Repeat every entry exactly. Pictures stay out.

(Natural language region descriptions)
BEGIN
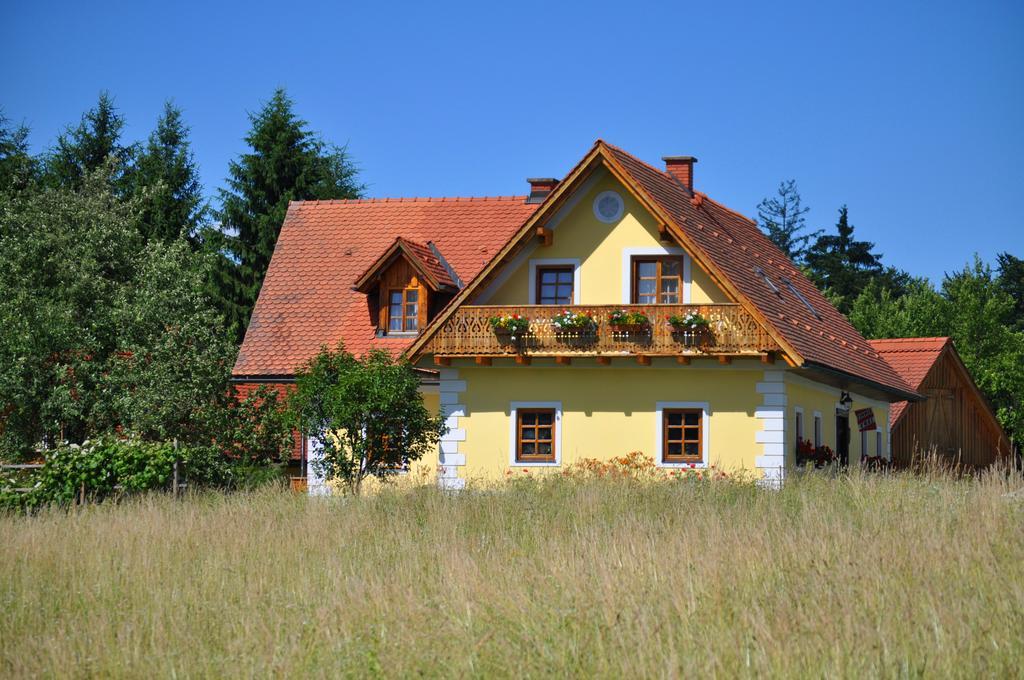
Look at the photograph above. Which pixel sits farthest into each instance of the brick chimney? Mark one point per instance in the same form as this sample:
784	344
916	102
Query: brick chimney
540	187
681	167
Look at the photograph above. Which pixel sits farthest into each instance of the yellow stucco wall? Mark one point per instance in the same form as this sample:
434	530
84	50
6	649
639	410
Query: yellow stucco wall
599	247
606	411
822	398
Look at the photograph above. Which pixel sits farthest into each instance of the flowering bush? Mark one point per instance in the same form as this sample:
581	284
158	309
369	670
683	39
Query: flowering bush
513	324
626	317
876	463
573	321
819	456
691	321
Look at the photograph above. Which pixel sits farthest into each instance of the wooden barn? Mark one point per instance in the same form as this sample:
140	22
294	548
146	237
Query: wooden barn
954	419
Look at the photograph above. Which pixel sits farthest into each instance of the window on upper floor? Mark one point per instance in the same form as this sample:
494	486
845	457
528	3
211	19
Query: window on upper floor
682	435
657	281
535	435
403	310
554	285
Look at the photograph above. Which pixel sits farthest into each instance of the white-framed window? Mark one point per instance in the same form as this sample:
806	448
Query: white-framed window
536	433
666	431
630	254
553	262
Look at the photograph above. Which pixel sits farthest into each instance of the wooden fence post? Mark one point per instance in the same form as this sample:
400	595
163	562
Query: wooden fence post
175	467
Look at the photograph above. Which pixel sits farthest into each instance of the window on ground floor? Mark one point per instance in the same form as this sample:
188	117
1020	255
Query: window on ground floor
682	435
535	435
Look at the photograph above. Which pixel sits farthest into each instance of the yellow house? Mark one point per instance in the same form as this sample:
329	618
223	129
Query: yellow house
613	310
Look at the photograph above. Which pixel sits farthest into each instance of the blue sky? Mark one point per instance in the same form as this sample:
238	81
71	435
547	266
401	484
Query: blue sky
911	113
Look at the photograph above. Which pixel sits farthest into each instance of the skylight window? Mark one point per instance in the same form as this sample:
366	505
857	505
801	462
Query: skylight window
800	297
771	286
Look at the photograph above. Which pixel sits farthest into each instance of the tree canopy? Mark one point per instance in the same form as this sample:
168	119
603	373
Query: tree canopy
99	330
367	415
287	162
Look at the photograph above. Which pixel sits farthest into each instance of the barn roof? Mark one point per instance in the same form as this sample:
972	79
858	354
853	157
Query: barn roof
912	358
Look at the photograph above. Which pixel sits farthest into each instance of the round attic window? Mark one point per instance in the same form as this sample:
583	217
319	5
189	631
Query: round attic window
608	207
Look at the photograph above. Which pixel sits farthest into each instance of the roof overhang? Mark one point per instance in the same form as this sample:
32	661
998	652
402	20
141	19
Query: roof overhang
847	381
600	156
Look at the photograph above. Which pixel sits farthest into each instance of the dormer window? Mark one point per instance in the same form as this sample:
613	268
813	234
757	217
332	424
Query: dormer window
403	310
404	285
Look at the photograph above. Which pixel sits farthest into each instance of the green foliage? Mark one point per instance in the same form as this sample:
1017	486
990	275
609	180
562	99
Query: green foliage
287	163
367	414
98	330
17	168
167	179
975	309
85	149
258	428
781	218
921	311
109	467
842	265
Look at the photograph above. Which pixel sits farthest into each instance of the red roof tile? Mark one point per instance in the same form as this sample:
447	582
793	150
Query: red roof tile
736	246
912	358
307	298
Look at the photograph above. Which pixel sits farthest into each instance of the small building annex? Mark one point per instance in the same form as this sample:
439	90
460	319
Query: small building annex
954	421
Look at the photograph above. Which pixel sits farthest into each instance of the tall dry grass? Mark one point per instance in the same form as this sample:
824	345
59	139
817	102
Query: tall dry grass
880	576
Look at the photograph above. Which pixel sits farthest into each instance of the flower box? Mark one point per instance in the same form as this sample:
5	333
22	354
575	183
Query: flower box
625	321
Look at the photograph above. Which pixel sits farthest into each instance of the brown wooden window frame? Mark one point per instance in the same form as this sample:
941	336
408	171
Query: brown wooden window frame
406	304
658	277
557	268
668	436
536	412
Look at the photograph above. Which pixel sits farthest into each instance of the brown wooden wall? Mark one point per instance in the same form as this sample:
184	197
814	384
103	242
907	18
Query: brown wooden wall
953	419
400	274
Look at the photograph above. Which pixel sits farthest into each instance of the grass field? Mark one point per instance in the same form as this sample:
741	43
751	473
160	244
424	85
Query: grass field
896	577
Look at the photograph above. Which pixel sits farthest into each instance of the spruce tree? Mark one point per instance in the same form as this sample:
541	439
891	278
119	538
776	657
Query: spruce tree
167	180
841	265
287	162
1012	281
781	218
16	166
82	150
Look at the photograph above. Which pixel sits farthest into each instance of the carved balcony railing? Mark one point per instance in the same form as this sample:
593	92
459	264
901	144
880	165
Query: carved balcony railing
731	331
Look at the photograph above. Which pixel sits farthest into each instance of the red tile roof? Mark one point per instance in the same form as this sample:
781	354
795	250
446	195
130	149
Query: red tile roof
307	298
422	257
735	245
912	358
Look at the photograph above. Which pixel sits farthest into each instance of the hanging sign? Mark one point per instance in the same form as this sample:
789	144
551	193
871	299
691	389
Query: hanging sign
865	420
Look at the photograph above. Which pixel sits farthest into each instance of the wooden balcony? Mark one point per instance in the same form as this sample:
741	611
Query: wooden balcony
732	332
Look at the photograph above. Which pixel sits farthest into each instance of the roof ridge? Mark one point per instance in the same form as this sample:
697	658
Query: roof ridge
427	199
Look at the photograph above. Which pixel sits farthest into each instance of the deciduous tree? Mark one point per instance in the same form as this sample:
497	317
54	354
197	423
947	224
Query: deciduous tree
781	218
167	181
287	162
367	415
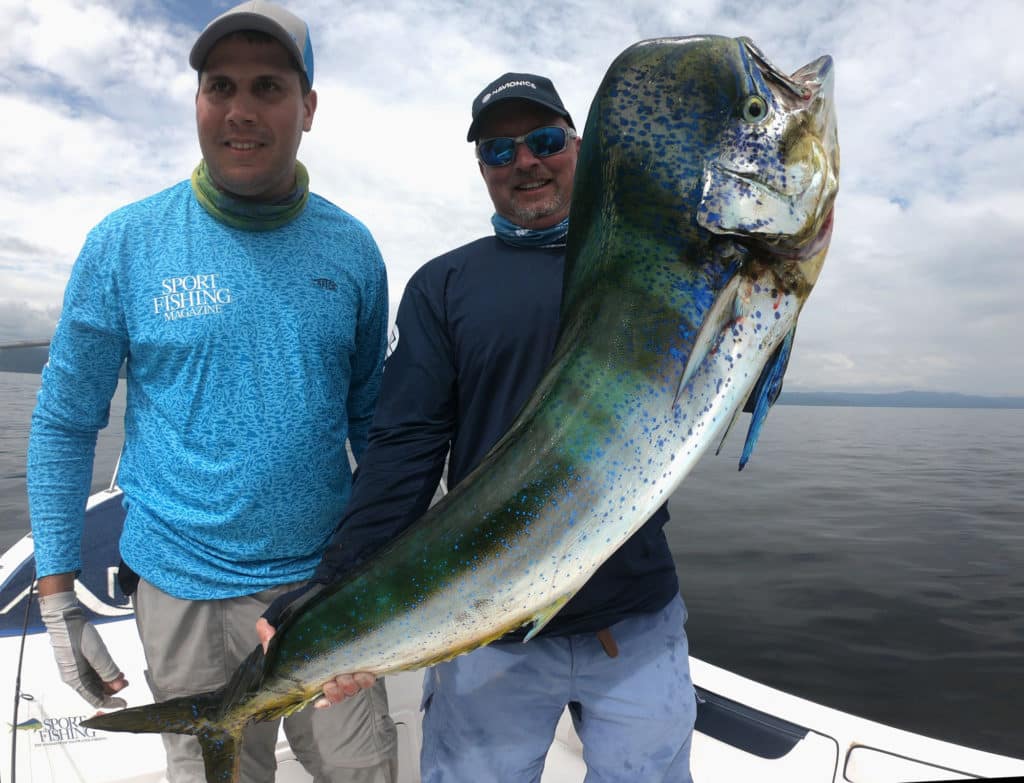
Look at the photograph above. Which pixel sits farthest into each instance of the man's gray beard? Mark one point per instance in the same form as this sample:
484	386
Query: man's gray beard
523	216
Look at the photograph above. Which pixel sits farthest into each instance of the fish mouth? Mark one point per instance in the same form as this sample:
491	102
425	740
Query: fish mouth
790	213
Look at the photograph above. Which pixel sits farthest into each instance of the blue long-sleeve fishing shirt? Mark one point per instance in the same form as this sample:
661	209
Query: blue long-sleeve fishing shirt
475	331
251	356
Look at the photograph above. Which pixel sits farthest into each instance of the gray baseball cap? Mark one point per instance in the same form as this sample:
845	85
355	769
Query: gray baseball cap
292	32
END
» **ANSWER BOX**:
Look at the photograph above. Which pixel sits farthest into each instance of the brick chimney? Mark one point per instance in the same form as this sample:
784	344
916	102
Query: brick chimney
540	187
681	167
Look at the photograph above. Which pixel sits farthest into each instance of the yellow stucco wall? Mark one point per instance in the same form as this sample:
434	530
84	50
6	649
639	410
Query: yellow stucco wall
599	247
606	411
822	398
Look at the photograph above. Which pixel sits farthest into each instance of the flowering bush? Mark one point per instance in the same form as this sample:
581	284
158	309
369	670
683	39
Query: flowering bush
513	324
626	317
876	463
573	321
819	456
691	321
Look at the photograph above. Which pixel sits farthest into each instance of the wooden barn? Mark one point per instance in the same form as this sample:
140	22
294	548
146	237
Query: wooden barn
954	419
Look at the photograph above. Which pixel sits farthest into each instance of the window on upper floor? Mark one point per instance in the same form as this sample:
494	486
845	457
528	3
211	19
Query: window on upper floor
682	435
657	281
535	435
403	310
554	285
Look at the photograph above. Which pixel sits farthest into each instance of the white-framed window? Mark one point per instance in the same form as this sample:
806	448
Query: white-framed window
536	433
666	431
630	254
553	262
Look at the photograph above. Which pixel sits farthest into each instance of the wooden fence post? Mark one point per instance in the same form as this sample:
400	595
163	562
Query: wooden fence post
175	467
Look at the photograph above. Which pixel sits farthest into each instance of the window on ground floor? Mark one point per instance in the same form as this sample:
188	117
1020	255
Query: window on ground floor
682	435
535	435
Look at the photograph above. Which pixel sits farthest into each instance of the yellow house? Mark one point per instance in the same form as this sample:
329	618
223	129
Query: yellow house
613	310
Look at the photograph above. Which pixel sits farthest into each instance of the blue sky? Mark one point per instance in the same form as this sample:
238	81
71	435
547	266
401	484
Query: blue sky
911	113
Look at the photograph above. Which pixel sits farthest into each instance of the skylight window? Mark one point per instance in the same form as this sample:
366	505
857	505
801	462
Query: skylight window
800	297
771	286
Look at the photograph above. Which pixel sits farthest into each instance of the tree canopy? Mark one point per instance in the same form as this sample:
168	119
603	373
Query: tree canopy
99	330
367	415
287	162
Look at the photograph above. Which pixel sits farthest into each instance of the barn roof? Mark one point per instance in the same form as this sample:
972	79
858	354
853	157
Query: barn roof
912	358
Look at the photograph above. Which pixel sits farthest into each instance of the round attic window? Mark one point per instance in the same form as this sample:
583	217
319	5
189	631
Query: round attic window
608	207
Look at the photograph above. Which pixel sits farthest into each instance of the roof overhang? Mark one point per instance in the same form as this sample:
32	661
998	652
402	20
141	19
Query: roof overhang
847	381
600	156
Look at the photograph above. Which pixel sits farthest into each instance of the dormer window? Mark one point per instance in the same form as this sample:
613	268
813	234
757	217
332	424
Query: dormer window
403	310
404	285
Look at the photograph above. Which pixel sits farthest into each instance of the green foliage? Mark one point per instance in the same form as this sample:
1017	486
990	275
609	180
562	99
Query: green foliage
287	163
367	414
98	330
17	168
167	179
975	309
85	149
258	428
781	218
921	311
109	467
842	265
Look at the photograph above. Which pixel sits farthest into each instance of the red roof tile? Mark one point per instance in the same form as this sample:
447	582
793	150
Query: red roof tile
736	246
912	358
307	298
Look at the photograph above. Which pixel sits farthest into each instance of the small building annex? Mark one point per instance in the same form as this sample:
439	90
460	319
Query: small building annex
954	421
Look at the photograph above. Which pixel sits farthest into each instance of the tall dry grass? Mark one point per instance in the same form as this sample:
824	345
59	139
817	102
Query: tall dry grass
880	576
Look at the photograph above. Which pixel sits farthest into each instance of the flower box? Mark one point per instance in the same form as this sample:
5	333
22	354
575	183
Query: flower box
625	321
Look at the photograph above. Which pixel sits farthest into each instance of the brown wooden window frame? Mark one point per instance in the same form as this sample:
941	336
408	171
Query: brown wooden window frame
406	304
658	277
557	268
668	436
536	412
Look at the photograph above. Which pixel sits farthest into each instance of the brown wooden wall? Mark one point per instance in the same form as this sample:
184	197
814	384
103	242
907	18
Query: brown wooden wall
953	419
400	274
Look at the photograph above. Which pixel sits farthest into each instance of the grass field? Mark one point per instance in the same form as this sample:
741	43
751	473
160	244
424	85
Query: grass field
896	577
Look at the photograph above. Which pixel sits farthest into each instance of the spruce tree? Mark one point per instance in the same form as this sample:
541	439
891	278
119	538
776	657
Query: spruce tree
167	180
841	265
287	162
1012	281
781	218
16	166
82	150
Look at the photograph above. Which pixel sits farthest into each instance of the carved balcony railing? Mark one point per instance in the same form as this sample:
593	92
459	264
901	144
880	165
Query: carved balcony railing
731	331
Look at the photograph above. Which pixel sits farthest into each instance of the red tile roof? Mark one point per instance in the same form as this sample:
781	354
795	250
446	195
130	149
Query: red tile roof
307	298
422	257
735	245
912	358
Look at the photograph above. Which pixel sits farthest into each instance of the hanging sign? Mark one point per instance in the same form as this sample:
789	144
551	193
871	299
691	389
Query: hanging sign
865	420
Look at the photograph above. Which pixel sits farthest into each instance of the wooden balcony? Mark one point per instance in the same form as this sample:
741	611
Query: wooden balcony
732	332
Look at the photograph above. Which pixel sits farthest into each instance of the roof ridge? Mark one point per instance in the same form as this sample:
697	658
Query: roof ridge
427	199
Look at the photograph above. Which pixel sits farthest into each instance of the deciduous tree? Mark one point per instance in the same form as this sample:
497	317
54	354
197	423
947	224
Query: deciduous tree
781	218
167	181
287	162
367	415
Look at the photograph above. Which pixel sits farthest into each instance of the man's gray beard? Mark one point per instance in the same form as this sample:
484	386
Query: man's gray beard
523	216
Look at the photograph above. Which pixel sits farthest into each instance of the fish mouth? Mark one point per instance in the same form as this sample:
491	102
425	740
Query: fish mouth
790	213
Look at the photograph above. Which pixel sits farthest into each instance of the blue long-sleeve fishing shirt? Mark one point per instance in the same form as this sample:
661	209
Query: blue long-sleeve fishing shirt
475	331
251	356
Look at the photograph above. Which pixel sits farthest into each instance of the gray baseball cap? Mark one point per instance in the same form as this sample:
845	85
355	769
Query: gray baseball cap
292	32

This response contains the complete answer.